------ Exercise input
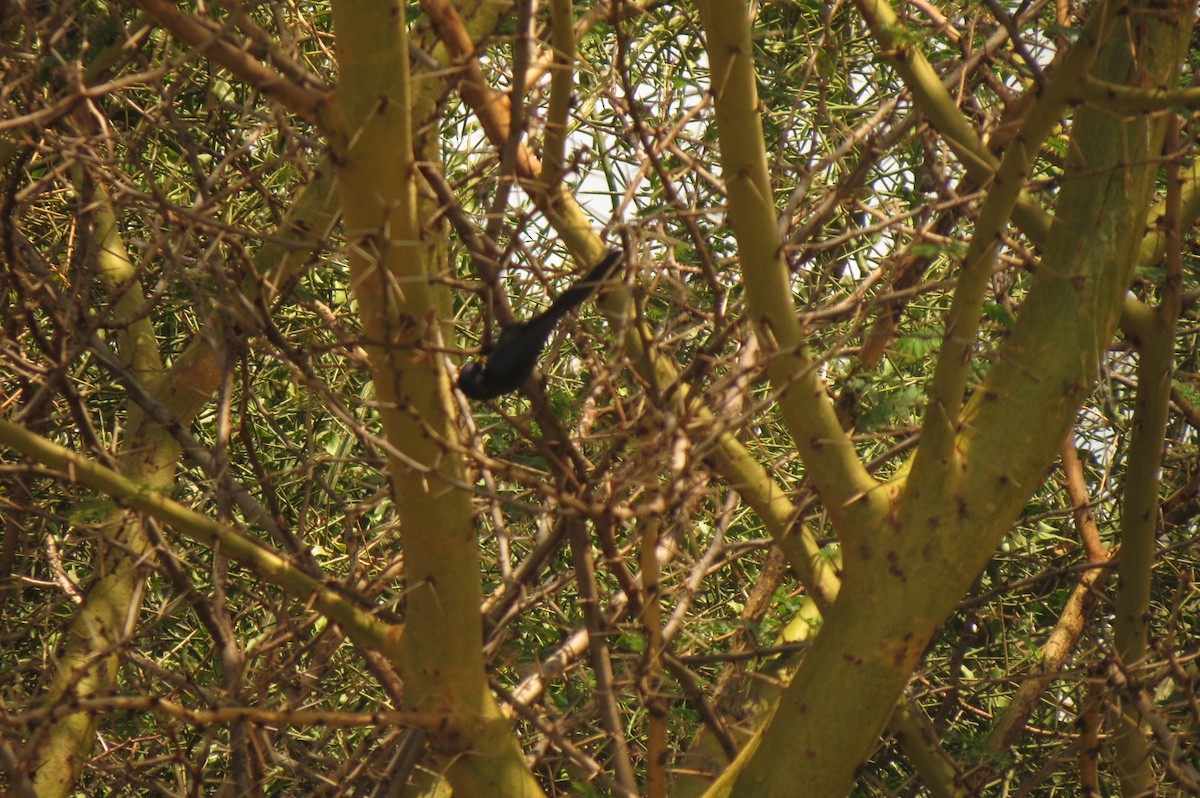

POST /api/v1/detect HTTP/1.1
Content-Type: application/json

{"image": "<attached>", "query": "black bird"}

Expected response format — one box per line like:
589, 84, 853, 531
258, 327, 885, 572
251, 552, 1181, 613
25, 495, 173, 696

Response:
457, 249, 623, 400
------------
To do: With the pictures removed, write the listing out word for word.

Reply:
POST /api/v1/detect HTTP/1.1
Content-Type: application/json

{"image": "<attached>", "query": "black bird"}

Expected response format — one box per line like:
589, 84, 853, 531
258, 327, 885, 572
251, 552, 1181, 613
25, 495, 173, 696

Response:
457, 249, 623, 400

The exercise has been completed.